Document excerpt:
--- BEGIN ---

References: 08-11-036 08-11-045 08-11-047
Keywords: optimize, registers
Posted-Date: 12 Nov 2008 13:25:33 EST

Alex L.K wrote:


> The spilling code in this example does not hurt performance.
> Is there any example that inlining acctually causes performance loss?


Honestly, I don't think that warning (inlining code may increase
register pressure and thereby reduce performance) is really still
"real" with most compilers. It may be just folklore left over
from an earlier state of the art when it was true.


You see, it wasn't always normal for compilers to do register spills
in mid-function. They figured out a mapping of registers to variables
during compilation and used that mapping for the whole function. And
whatever variables weren't mapped to registers they placed in (much
slower) main memory.


Inlining a function that had its own variables inhibited the normal
spill that happened at function call, and resulted in a longer function
with more variables - some of which frequently had to be mapped in
main memory. You did this to avoid the time spent spilling and
restoring, and the compilers would put the least-used variables in
main memory so it was often a good idea. But if something that needed
to be read or written "a lot" got mapped into main memory instead of
to a register, it could be counterproductive because you'd spend more
time waiting for I/O on that variable than you would have spent on
the spill/recover.

--- END ---

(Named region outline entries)
--- BEGIN ---

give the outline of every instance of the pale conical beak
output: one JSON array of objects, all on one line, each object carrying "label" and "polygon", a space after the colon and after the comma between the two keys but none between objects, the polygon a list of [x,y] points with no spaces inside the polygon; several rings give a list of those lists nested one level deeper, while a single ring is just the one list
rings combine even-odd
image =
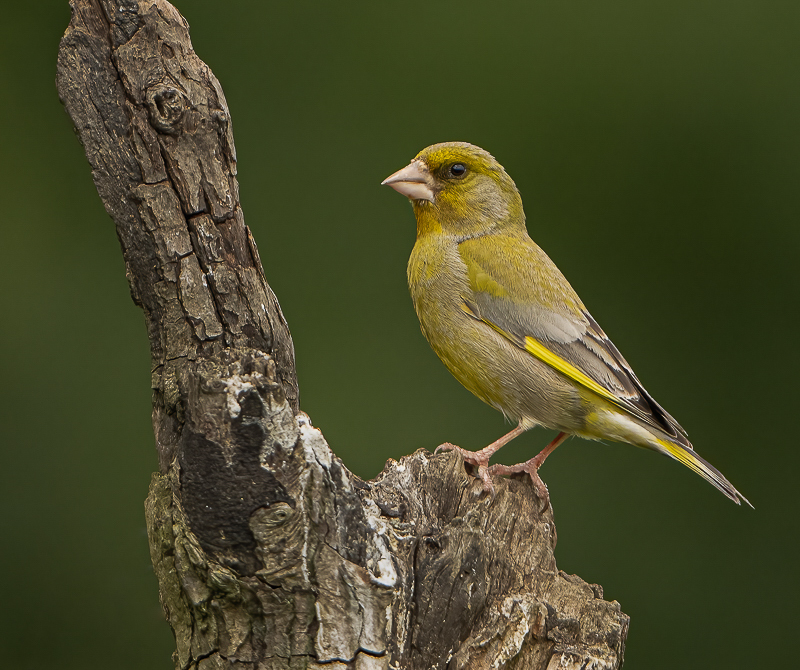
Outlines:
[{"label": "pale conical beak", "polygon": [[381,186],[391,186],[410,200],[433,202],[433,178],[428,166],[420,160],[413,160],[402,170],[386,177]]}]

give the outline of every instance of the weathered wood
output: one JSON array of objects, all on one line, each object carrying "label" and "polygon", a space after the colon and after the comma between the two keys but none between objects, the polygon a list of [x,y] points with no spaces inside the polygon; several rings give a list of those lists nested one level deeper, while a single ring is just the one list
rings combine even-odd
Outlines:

--- END ---

Stated problem:
Summarize the post above on inlining and register pressure in two sentences.

Finished answer:
The writer doubts that the warning about inlining increasing register pressure and reducing performance still holds with most compilers, and suggests it may be folklore from an earlier state of the art when it was true. Compilers then used a single register-to-variable mapping for a whole function and placed unmapped variables in slower main memory, so inlining produced longer functions with more variables, and a heavily used variable that ended up in main memory could cost more time than the spill and restore that inlining avoided.